## THINGS TO DO
A – Translate this sentence from the jazz post into Spanish: "Not all note combinations sound nice (to some extent), so it is important for an instrumentalist to know which notes go well with each other."
B – Reproduce everything in the jazz post from "It’s probably not" down to "about music theory hue)", word for word.
***** TEXT BLOCK *****
Jazz and Musical Symmetry

It’s probably not a surprise that music has a lot to do with patterns (the scale, the note progression, the time signature used). However, these alone aren’t enough to make beautiful and interesting sounding cadences, as too much repetition can make a piece boring to listen to. Enter jazz theory, and music suddenly becomes more colorful (and more complicated lol). It would probably take me forever to talk about all the different harmonization techniques available (and most of you probably won’t get it anyway), so for this post, I will just focus on the tritone substitution method often used in improv jazz.

(this is also just an excuse for me to geek out about music theory hue)



Music is in essence, the art of placing notes or tones together and making them sound good. Not all note combinations sound nice (to some extent), so it is important for an instrumentalist to know which notes go well with each other.

Some of you may be familiar with the octave sequence (DoDo, if that makes any sense), the triad (Do-Mi-So), and the complete major chord (Do-Mi-So-Do). You can already go a long way just by using these, but to generate more interest in repeated sections of a song, variations may be done. Sometimes, removing some notes to create a cleaner sound (e.g. only using the fifths instead of the full triad, like Do-So), or you can replace some notes with relative notes. For example, you may opt to play a G octave when playing a C major chord (as G is the relative fifth of C). Tritone substitution takes this a step further by using a symmetric substitution instead of its fifth.
***** DATA SUPPLIED *****
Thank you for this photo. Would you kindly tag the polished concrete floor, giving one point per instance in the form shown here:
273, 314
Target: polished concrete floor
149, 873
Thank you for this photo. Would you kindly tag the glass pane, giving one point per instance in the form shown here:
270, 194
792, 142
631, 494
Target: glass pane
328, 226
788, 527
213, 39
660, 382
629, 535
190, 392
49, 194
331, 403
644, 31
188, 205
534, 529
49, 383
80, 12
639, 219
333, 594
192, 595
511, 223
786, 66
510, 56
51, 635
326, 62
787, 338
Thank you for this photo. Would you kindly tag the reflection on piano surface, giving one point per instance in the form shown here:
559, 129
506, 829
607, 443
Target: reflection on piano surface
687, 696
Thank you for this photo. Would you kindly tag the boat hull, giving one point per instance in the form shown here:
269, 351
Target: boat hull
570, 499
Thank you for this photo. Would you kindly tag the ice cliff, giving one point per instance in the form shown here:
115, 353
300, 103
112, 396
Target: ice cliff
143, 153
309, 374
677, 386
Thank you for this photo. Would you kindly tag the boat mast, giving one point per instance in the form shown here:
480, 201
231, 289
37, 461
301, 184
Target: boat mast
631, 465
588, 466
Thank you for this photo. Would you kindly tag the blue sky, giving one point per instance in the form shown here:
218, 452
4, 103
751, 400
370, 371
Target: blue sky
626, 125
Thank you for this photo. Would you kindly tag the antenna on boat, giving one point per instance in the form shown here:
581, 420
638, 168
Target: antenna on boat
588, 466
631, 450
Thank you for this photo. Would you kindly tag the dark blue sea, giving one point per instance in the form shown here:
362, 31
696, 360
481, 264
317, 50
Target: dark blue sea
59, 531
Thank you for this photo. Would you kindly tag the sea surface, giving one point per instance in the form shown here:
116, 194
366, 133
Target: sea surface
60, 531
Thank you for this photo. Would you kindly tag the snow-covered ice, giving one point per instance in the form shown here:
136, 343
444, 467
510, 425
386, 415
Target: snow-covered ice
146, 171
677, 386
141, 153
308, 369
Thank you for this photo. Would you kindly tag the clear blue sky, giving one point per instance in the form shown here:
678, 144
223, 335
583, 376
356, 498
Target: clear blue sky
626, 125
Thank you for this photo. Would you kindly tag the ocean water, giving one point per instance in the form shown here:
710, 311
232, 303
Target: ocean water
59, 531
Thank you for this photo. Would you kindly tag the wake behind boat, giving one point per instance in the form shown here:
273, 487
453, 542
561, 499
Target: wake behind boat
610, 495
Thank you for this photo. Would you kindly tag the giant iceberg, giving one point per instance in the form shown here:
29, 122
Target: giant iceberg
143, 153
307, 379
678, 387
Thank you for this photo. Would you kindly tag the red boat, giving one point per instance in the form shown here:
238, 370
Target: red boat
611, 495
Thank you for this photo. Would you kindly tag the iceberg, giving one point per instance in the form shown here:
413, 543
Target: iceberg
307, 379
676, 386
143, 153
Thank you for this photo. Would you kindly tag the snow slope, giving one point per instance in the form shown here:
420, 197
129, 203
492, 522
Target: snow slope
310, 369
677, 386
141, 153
*****
## ANSWERS TO THE EXERCISES
A – No todas las combinaciones de notas suenan bien (hasta cierto punto), así que es importante que un instrumentista sepa qué notas combinan bien entre sí.

B –
It’s probably not a surprise that music has a lot to do with patterns (the scale, the note progression, the time signature used). However, these alone aren’t enough to make beautiful and interesting sounding cadences, as too much repetition can make a piece boring to listen to. Enter jazz theory, and music suddenly becomes more colorful (and more complicated lol). It would probably take me forever to talk about all the different harmonization techniques available (and most of you probably won’t get it anyway), so for this post, I will just focus on the tritone substitution method often used in improv jazz.

(this is also just an excuse for me to geek out about music theory hue)